• Requirement: Reproduce every entry below precisely; do not include the pictures.

Records shown section start

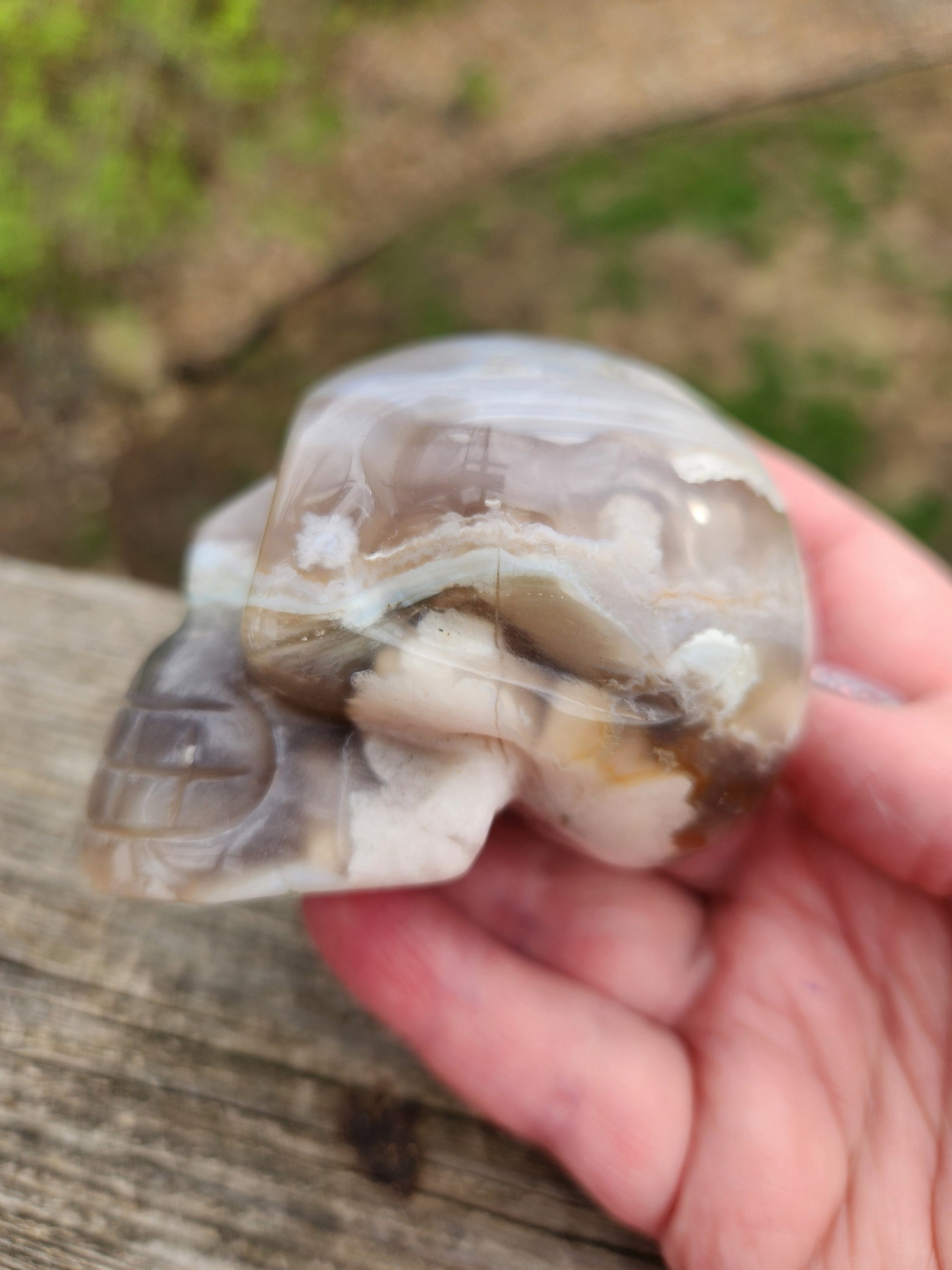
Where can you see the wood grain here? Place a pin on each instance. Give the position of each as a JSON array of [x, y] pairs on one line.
[[178, 1087]]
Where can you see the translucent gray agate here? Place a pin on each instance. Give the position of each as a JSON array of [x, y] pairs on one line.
[[492, 571]]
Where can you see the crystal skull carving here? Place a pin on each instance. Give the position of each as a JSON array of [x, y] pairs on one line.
[[492, 571]]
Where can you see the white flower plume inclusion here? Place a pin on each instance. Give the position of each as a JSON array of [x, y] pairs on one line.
[[492, 571]]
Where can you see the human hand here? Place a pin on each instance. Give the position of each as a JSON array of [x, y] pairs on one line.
[[747, 1056]]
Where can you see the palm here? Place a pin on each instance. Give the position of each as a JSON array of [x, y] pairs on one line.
[[746, 1056], [820, 1058]]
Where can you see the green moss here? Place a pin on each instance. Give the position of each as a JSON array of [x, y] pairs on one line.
[[112, 114], [735, 180], [925, 516], [707, 183], [91, 541], [477, 94], [804, 404], [618, 286], [413, 281]]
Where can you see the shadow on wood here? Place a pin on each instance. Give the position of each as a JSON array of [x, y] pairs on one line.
[[186, 1087]]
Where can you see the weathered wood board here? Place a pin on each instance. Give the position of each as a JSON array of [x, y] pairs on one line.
[[174, 1081]]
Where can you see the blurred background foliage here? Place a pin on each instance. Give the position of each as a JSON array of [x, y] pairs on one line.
[[793, 263]]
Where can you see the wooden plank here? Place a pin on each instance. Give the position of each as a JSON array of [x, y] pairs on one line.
[[178, 1086]]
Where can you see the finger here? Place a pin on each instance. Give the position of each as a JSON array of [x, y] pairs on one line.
[[609, 1092], [879, 780], [883, 603], [635, 936]]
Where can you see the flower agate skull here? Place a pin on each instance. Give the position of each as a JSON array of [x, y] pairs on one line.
[[492, 571]]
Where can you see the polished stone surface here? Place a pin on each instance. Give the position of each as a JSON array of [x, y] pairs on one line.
[[492, 571]]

Records shown section end

• Task result:
Where can you see the wood grain here? Place a pin on each instance. Give the position of each as a JSON array of [x, y] pairs on one line.
[[178, 1087]]
Where can you see the translucent gray agate here? Place a pin on each instance. Give the position of each as a JSON array of [x, y] pairs on one line.
[[492, 571]]
Where can you see the crystal skull carving here? Place a pin on each instance. Give the position of each as a JSON array of [x, y] pairs on one line.
[[492, 571]]
Where can you see the white flower plume inclusion here? Place a pin on each instance. Give the position of each as a JSON array of [x, y] pairs on one line.
[[492, 571]]
Where can you see the human hand here? Place a pin on each instance. Give the position of each as a JSON array of [x, y] pairs on one line.
[[747, 1056]]
Where can you see the palm here? Place a pin on each instance. Give the position of each as a JSON array of [x, y] pairs on one line.
[[746, 1056], [820, 1058]]
Where can you see the green moss here? Place a pin on each instance. Give the position of each as a JSON array of [x, y] pairs on one line.
[[112, 114], [735, 180], [925, 516], [707, 183], [91, 541], [477, 94], [804, 404], [618, 286], [413, 281]]
Where can you see the shadow on wood here? Place a pin on each instance. Give the position of each as a JSON array of [x, y] pairs on one line.
[[186, 1087]]
Where can you see the weathered wood board here? Place a pin on each instance. Give the position of each as a JSON array of [x, y] pairs on one line.
[[174, 1081]]
Where can you see the blurred background foliage here? Place a pin on each instance. Give the position of each as a JSON array of [x, y] pairs on one line.
[[793, 263]]
Where can you see the wooden plank here? Place a pin on each instance. Give the position of each as a JSON array of [x, y] pairs on one line.
[[178, 1086]]
Where can you see the finger here? Place a pin on each instance. Give the position of each as a JSON array of [x, y] pairs on one line.
[[609, 1092], [879, 780], [883, 603], [635, 936]]
Where can you see the flower agate skull here? Place a pin on each instance. Give the position of each as a JSON array of [x, y] pairs on one line.
[[492, 571]]
Where can you see the polished stone surface here? Place a pin on each instance. Give the position of each as a JSON array of [x, y] pairs on one line.
[[492, 571]]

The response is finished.